-- Begin Given passage --

Rafael Laboissiere writes:
Quoted out of order:
> > Yeah, I'd feel the most comfortable if the effort were led by Rafael.
> > Hopefully no time real soon so I can get some other work done. :)
> No doubt, I am the most entitled person to do the job. Unfortunately, I
> have this time budget problem right now. At any rate, I did not resign from
> the project yet, but if I see that I cannot do anything to improve the
> situation, I will have to make a decision. I will tell you when/if this
> arrive (I hope not).
Hey buddy, you can run but you can't hide. Once a member always a
member. :-). Seriously, we all face differing time demands,
diverging personal sw and research interests, etc. If you need to
spend N months doing something else, even an indeterminately long
dive, that's no reason to feel you need to "resign". Maurice and I
have both had long fallow periods on PLplot, whilst pushing other
agendas. Don't sweat it. We're happy to have your constructive
contributions whenever you have the time. And we'll push on as best
we can the rest of the time. Really, its that way for all of us. My
personal ambitions for what I wish I could accomplish on PLplot /far/
exceed what I can actually deliver, measured over any human
timescale of interest. Such is life.

-- End Given passage --

**Short task 1**
List every distinct proper name in the message about PLplot, counting each person only once.
The entries that follow have nothing to do with the message above.

-- Begin Extracted records --

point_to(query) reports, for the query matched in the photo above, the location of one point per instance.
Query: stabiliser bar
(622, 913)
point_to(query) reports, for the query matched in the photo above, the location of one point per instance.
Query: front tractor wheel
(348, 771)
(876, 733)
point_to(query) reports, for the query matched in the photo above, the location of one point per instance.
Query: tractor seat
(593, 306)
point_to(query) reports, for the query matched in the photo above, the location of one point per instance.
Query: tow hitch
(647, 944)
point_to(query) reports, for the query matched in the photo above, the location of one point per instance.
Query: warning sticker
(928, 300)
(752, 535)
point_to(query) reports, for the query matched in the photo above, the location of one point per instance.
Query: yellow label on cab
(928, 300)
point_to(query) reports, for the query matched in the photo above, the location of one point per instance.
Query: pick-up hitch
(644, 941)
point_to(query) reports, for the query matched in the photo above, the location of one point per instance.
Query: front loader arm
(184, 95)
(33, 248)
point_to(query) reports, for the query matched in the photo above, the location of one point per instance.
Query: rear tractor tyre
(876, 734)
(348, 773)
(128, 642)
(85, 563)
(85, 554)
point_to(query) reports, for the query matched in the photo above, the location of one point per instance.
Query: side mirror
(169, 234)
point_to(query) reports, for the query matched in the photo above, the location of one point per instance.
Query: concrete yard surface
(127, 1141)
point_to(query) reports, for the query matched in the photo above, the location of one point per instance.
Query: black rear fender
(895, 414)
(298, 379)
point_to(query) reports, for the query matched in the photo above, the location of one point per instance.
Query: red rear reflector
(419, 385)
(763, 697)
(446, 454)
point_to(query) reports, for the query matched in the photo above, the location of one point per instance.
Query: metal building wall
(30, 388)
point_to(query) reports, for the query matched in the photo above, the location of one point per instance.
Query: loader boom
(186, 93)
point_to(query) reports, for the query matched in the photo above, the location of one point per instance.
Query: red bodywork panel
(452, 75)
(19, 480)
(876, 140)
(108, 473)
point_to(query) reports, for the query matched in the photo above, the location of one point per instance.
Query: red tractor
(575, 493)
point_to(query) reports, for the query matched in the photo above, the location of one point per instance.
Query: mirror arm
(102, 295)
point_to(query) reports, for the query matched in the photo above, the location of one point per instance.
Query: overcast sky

-- End Extracted records --

**Short task 2**
Find each line of the entries that contains the word "tractor" and copy it.

**Complete response 1**
Rafael Laboissiere (also called Rafael), Maurice, PLplot

**Complete response 2**
Query: front tractor wheel
Query: tractor seat
Query: rear tractor tyre
Query: red tractor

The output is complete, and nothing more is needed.